(SELECTED PASSAGE begins)
No, if you want to protect Medicare, Medicaid and Social Security your campaign needs to focus on alerting the American people about who is working to reduce or eliminate these crucial programs. You will not safeguard these vital benefits without defeating Republicans and electing solid Democratic majorities to both Houses of Congress. If that is the intent of your campaign then please let me know as soon as possible so I can rush my contribution to assist you in your efforts.  If it is not, then stop wasting my time and your efforts in a quixotic crusade

Do you really want to save Medicare and Social Security, or do you just want money to protect your jobs while paying lip service to standing up for us? Then let me know your campaign will be focused on electing our supporters and defeating those who threaten our very lives and my generous support will be on its way.

Steve Natoli,
12122 Royal Birkdale Row Unit 306, San Diego, CA 92128 
(559) 303-4671

Sunday, May 22, 2011

Real Meaning of the Gingrich Flap

There is no doubt the roll out for former Speaker of the House Newt Gingrich's presidential campaign is one of the quickest self-immolations in U.S. political history. But what has received little comment is the extent to which the entire episode shows just how strong Barack Obama may be in 2012 and how poorly Republicans are positioning themselves to run against him.

Former Speaker Gingrich led the House from 1995 to 1999 during the Clinton era. He officially announced his candidacy for the 2012 Republican nomination for the presidency on May 11. Within four days his campaign was a shambles, reeling from self-inflicted verbal wounds and assailed by his fellow Republicans. Though Gingrich's prospects were already touch and go due to his multiple marriages, ethics lapses and policy flip flops (for instance, he was for the health care mandate before he was against it and supported intervention in Libya until Obama did it, after which he opposed it) his real problems began when he went on NBC's "Meet the Press" with David Gregory on May 15, a scant four days after jumping into the race. You can see the "Meet the Press" interview or read the transcript here.
(SELECTED PASSAGE ends)
(RECORDS SUPPLIED begins)
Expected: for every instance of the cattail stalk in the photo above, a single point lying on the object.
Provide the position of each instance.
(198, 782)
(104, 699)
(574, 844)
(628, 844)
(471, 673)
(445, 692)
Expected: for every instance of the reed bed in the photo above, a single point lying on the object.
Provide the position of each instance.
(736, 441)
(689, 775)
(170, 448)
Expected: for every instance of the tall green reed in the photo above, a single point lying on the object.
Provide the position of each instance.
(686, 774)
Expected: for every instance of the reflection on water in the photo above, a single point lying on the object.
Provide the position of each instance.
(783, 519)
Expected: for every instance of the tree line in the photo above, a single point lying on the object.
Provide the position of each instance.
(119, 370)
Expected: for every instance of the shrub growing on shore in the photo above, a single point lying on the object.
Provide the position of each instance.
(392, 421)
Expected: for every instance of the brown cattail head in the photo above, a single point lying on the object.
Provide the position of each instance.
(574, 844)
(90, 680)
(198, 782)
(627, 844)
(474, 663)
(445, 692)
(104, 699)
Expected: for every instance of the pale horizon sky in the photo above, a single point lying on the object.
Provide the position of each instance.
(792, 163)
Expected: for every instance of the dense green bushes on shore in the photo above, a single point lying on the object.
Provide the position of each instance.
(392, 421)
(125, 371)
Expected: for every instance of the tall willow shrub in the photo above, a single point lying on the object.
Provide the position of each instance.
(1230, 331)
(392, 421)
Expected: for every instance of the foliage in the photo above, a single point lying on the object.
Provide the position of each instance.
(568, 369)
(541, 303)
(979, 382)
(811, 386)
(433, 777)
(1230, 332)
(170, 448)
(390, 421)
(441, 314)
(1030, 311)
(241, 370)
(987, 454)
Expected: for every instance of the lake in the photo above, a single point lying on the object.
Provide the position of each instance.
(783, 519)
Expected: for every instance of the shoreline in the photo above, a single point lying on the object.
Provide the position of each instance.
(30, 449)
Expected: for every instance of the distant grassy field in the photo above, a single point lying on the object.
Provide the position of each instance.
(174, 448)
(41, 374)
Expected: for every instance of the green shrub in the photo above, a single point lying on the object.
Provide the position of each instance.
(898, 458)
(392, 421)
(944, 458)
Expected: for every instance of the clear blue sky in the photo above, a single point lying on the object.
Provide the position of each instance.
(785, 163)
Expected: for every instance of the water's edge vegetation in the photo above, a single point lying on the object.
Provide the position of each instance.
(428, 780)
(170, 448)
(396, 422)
(RECORDS SUPPLIED ends)
## REQUIRED ACTION
Print the text between "Sunday, May 22, 2011" and "run against him.", inclusive. Work only from the text above; ignore the records.

## RESPONSE TO THE TASK
Sunday, May 22, 2011

Real Meaning of the Gingrich Flap

There is no doubt the roll out for former Speaker of the House Newt Gingrich's presidential campaign is one of the quickest self-immolations in U.S. political history. But what has received little comment is the extent to which the entire episode shows just how strong Barack Obama may be in 2012 and how poorly Republicans are positioning themselves to run against him.